= Problems to work on =
**A)** In the article about Laura Wilson meeting her surrogate mother, explain why Tracie Dominguez's contact with the Center for Surrogate Parenting & Egg Donation did not lead her to Wilson.
**B)** From the article about Laura Wilson meeting her surrogate mother, repeat word for word the part that opens with the words containing "Original Article by" and closes with "the first time.".
**C)** Finish out the next part of the article about Laura Wilson meeting her surrogate mother, continuing from its last sentence.

= Exercise text =
▽

Original Article by Anne Kallas

When Laura Wilson's flight from Kansas was approaching Los Angeles International Airport on Thursday, she was shaking with nerves at the prospect of meeting her biological mother and family for the first time.

"But there was an instant connection when I first got off the plane. It was such a natural thing. We all instantly clicked," said Wilson, 20.

Her surrogate mother -- Tracie Dominguez, 44, of Oxnard -- said she was artificially inseminated in a doctor's office in Santa Monica more than two decades ago. After an eight-month pregnancy, "she was early, she couldn't wait," Dominguez said of Wilson. The infant was bundled up and taken to father Doug Wilson of Dallas and his wife, Elena.

Dominguez already had a son, Trevor McCune, now 21, and went on to have a daughter, Sarah McCune, now 18. She also gave birth to two more surrogate children. But she always wondered about her oldest girl, saying she had received information from the Wilsons for about five years before communication dried up.

Dominguez contacted the Center for Surrogate Parenting & Egg Donation, which had helped arrange the birth, but its information was out of date.

△

= Data for review =

▽

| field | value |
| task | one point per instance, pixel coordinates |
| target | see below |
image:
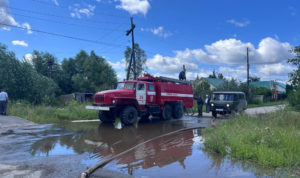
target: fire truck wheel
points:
(167, 112)
(178, 111)
(145, 118)
(105, 117)
(128, 115)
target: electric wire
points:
(64, 36)
(68, 7)
(65, 17)
(59, 22)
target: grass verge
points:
(48, 114)
(273, 103)
(271, 140)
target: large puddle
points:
(178, 155)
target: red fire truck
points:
(148, 95)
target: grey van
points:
(224, 102)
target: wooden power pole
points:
(132, 57)
(248, 68)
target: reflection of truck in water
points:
(224, 102)
(148, 95)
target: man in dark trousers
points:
(3, 102)
(200, 105)
(207, 103)
(182, 74)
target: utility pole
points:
(248, 68)
(132, 57)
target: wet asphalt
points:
(68, 149)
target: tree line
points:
(42, 78)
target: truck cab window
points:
(141, 86)
(151, 87)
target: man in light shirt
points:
(3, 102)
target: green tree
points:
(213, 75)
(140, 57)
(89, 73)
(295, 75)
(22, 81)
(202, 88)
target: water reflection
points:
(177, 155)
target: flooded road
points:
(67, 149)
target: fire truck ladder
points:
(167, 79)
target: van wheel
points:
(128, 115)
(106, 117)
(214, 113)
(167, 112)
(177, 111)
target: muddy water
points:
(178, 155)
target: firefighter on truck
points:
(148, 95)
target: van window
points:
(242, 96)
(150, 87)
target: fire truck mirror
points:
(141, 86)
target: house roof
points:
(214, 81)
(267, 84)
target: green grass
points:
(271, 140)
(49, 114)
(274, 103)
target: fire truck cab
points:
(148, 95)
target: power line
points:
(65, 36)
(68, 7)
(59, 22)
(65, 17)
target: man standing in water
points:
(3, 102)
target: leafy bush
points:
(294, 99)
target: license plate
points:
(102, 108)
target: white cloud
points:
(134, 6)
(19, 43)
(159, 31)
(119, 65)
(230, 56)
(28, 58)
(55, 2)
(271, 70)
(27, 26)
(273, 51)
(5, 16)
(78, 12)
(238, 24)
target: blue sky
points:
(203, 35)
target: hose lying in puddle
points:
(90, 170)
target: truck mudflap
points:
(100, 108)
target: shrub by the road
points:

△

= Task-by-task outputs =
**A)** The center's information about the family was out of date, so contacting it did not help Dominguez find Wilson.

**B)**
Original Article by Anne Kallas

When Laura Wilson's flight from Kansas was approaching Los Angeles International Airport on Thursday, she was shaking with nerves at the prospect of meeting her biological mother and family for the first time.

**C)**
Then, in June, Wilson decided to try to contact her birth mother. Wilson was in Lawrence, Kan., where she attends college.

"I always knew about Tracie," Wilson said, and she was curious about the woman who had given her life. "When I was 18, my parents said I could meet Tracie."

Wilson said she didn't look right away because she had been brought up in a loving home, was getting ready to go to college and had other priorities. As time went on, Elena Wilson, who was herself adopted and had recently made contact with her birth parents, encouraged her daughter to make her own journey of discovery.

Laura Wilson said she had a diary that Dominguez had kept during the pregnancy, and as the young woman read more of it, she felt compelled to meet her birth mother.

Dominguez said she almost missed the phone calls because it was an unfamiliar phone number and she feared telemarketers. And Wilson thought leaving a voice message announcing herself after 20 years was inappropriate, so she kept calling and hanging up when the answering machine kicked on.

Finally, sensing something was different about this call, Dominguez answered -- and the two arranged to have Wilson come to California and visit over Labor Day weekend.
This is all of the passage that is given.